Update the material below by replacing every "instance" with "occurrence", and reproduce all of it with nothing else changed.
Start
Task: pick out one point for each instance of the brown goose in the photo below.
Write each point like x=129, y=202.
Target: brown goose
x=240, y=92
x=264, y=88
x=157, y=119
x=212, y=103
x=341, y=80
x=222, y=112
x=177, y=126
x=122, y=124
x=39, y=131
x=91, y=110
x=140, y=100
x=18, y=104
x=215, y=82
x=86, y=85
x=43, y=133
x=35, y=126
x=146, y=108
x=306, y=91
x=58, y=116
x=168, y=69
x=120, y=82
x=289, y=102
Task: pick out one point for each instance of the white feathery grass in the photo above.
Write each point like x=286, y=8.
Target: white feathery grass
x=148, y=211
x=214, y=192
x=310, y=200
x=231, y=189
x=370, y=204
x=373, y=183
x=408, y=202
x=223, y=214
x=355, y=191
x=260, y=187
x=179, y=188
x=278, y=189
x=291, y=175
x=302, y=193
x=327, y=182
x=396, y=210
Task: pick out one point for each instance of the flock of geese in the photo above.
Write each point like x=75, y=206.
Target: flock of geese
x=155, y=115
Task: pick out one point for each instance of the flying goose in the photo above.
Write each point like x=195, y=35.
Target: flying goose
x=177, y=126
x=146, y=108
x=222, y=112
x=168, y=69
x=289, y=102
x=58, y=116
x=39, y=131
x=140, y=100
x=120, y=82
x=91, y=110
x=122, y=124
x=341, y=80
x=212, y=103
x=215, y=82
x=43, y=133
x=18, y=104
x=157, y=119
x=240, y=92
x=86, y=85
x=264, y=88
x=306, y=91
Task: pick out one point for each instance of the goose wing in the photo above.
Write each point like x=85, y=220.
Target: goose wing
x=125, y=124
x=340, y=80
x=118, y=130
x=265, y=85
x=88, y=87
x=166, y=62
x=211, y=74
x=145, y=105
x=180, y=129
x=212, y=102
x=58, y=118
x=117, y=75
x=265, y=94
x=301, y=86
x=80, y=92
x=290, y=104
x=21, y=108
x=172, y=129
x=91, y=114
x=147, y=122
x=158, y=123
End
RESULT OF THIS EXERCISE:
Task: pick out one point for each occurrence of the brown goose in the photo below.
Write each point like x=129, y=202.
Target: brown goose
x=240, y=92
x=264, y=88
x=157, y=119
x=212, y=103
x=341, y=80
x=222, y=112
x=177, y=126
x=122, y=124
x=39, y=131
x=91, y=110
x=140, y=100
x=18, y=104
x=215, y=82
x=86, y=85
x=43, y=133
x=35, y=126
x=146, y=108
x=306, y=91
x=58, y=116
x=168, y=69
x=120, y=82
x=289, y=102
Task: pick out one point for each occurrence of the white feathery grass in the photo above.
Write each point like x=286, y=8.
Target: white feathery grass
x=148, y=211
x=214, y=192
x=310, y=200
x=231, y=189
x=370, y=204
x=373, y=183
x=408, y=202
x=223, y=214
x=355, y=191
x=260, y=187
x=179, y=188
x=278, y=189
x=291, y=175
x=302, y=193
x=327, y=182
x=396, y=210
Task: pick out one point for each occurrence of the flock of geese in the photo above.
Write each point like x=75, y=206.
Target: flock of geese
x=155, y=115
Task: pick out one point for each occurrence of the flying goose in the photo above.
Write each point like x=195, y=35.
Target: flying goose
x=177, y=126
x=146, y=108
x=222, y=112
x=168, y=69
x=289, y=102
x=58, y=116
x=39, y=131
x=140, y=100
x=120, y=82
x=91, y=110
x=122, y=124
x=341, y=80
x=212, y=103
x=215, y=82
x=43, y=133
x=18, y=104
x=157, y=119
x=240, y=92
x=86, y=85
x=264, y=88
x=306, y=91
Task: pick out one point for each occurrence of the goose wing in the photo above.
Write each point like x=85, y=220.
Target: goose wing
x=125, y=124
x=340, y=80
x=118, y=130
x=265, y=85
x=88, y=87
x=166, y=62
x=211, y=74
x=145, y=105
x=180, y=129
x=212, y=102
x=58, y=118
x=117, y=75
x=265, y=94
x=301, y=86
x=80, y=92
x=290, y=104
x=21, y=108
x=172, y=129
x=91, y=114
x=147, y=122
x=158, y=123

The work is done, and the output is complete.